● **Short problem**:
Reproduce verbatim the lines of the material below, beginning at the line that contains "vertical support column" and stopping after the line that contains "x=419 y=206".

● **Data in this exercise**:
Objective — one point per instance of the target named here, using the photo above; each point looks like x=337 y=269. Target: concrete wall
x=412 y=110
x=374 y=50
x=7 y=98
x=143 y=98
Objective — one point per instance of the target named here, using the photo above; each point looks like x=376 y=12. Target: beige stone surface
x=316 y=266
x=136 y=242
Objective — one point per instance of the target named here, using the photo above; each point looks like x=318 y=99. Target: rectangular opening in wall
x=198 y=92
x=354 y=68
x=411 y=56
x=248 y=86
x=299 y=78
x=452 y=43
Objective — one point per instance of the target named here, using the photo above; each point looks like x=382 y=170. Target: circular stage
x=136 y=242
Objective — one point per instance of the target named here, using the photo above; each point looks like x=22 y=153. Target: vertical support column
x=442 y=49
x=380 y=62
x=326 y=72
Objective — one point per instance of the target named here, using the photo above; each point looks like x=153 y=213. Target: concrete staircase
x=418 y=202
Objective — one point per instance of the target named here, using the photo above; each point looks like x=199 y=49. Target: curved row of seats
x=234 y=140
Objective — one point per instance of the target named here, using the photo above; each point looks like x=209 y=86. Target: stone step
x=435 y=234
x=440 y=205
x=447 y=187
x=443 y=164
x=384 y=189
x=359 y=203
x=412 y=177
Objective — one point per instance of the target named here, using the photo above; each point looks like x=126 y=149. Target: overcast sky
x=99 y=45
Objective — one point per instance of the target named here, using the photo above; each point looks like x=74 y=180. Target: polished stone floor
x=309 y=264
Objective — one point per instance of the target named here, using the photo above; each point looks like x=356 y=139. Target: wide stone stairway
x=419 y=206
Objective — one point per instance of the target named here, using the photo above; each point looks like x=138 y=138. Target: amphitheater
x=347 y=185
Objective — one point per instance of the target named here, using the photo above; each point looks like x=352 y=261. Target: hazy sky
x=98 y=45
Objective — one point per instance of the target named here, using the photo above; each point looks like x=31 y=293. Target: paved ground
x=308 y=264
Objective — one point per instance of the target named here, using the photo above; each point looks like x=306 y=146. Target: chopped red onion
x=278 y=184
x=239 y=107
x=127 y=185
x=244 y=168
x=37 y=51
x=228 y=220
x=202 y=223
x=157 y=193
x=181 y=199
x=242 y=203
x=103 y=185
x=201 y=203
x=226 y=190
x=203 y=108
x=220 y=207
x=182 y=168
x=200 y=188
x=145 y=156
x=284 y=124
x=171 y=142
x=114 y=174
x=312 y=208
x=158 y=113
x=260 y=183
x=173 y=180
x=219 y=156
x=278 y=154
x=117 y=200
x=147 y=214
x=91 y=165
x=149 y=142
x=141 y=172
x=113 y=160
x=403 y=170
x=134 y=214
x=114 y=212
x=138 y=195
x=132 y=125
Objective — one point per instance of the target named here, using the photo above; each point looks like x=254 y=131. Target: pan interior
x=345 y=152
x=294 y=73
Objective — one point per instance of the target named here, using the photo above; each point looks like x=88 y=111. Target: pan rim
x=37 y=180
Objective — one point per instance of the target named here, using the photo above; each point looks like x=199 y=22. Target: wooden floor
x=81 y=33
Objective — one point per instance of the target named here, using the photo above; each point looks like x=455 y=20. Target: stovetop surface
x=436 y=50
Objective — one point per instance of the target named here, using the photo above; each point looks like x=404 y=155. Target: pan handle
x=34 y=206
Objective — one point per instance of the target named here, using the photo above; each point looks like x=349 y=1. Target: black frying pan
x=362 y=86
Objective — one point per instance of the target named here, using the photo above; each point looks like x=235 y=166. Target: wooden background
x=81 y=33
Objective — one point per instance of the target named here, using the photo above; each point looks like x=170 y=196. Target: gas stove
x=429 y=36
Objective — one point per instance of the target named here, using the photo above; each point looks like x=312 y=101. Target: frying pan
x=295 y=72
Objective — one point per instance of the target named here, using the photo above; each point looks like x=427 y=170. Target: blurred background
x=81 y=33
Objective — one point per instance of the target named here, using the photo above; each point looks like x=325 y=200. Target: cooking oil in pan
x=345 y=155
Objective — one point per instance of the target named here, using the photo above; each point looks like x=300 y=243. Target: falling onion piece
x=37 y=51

● **Written answer**:
Objective — one point per instance of the target named here, using the photo above; each point looks like x=22 y=153. Target: vertical support column
x=442 y=49
x=380 y=62
x=326 y=72
Objective — one point per instance of the target named here, using the photo above; each point looks like x=153 y=213. Target: concrete staircase
x=418 y=202
Objective — one point per instance of the target named here, using the photo above; each point looks like x=199 y=49. Target: curved row of seats
x=234 y=140
Objective — one point per instance of the target named here, using the photo above; each point looks like x=209 y=86. Target: stone step
x=435 y=234
x=440 y=205
x=447 y=187
x=443 y=164
x=384 y=189
x=359 y=203
x=412 y=177
Objective — one point per instance of the target named here, using the photo above; each point looks like x=126 y=149. Target: overcast sky
x=99 y=45
Objective — one point per instance of the target named here, using the photo above; each point looks like x=74 y=180. Target: polished stone floor
x=309 y=264
Objective — one point per instance of the target named here, using the photo above; each point looks like x=356 y=139. Target: wide stone stairway
x=419 y=206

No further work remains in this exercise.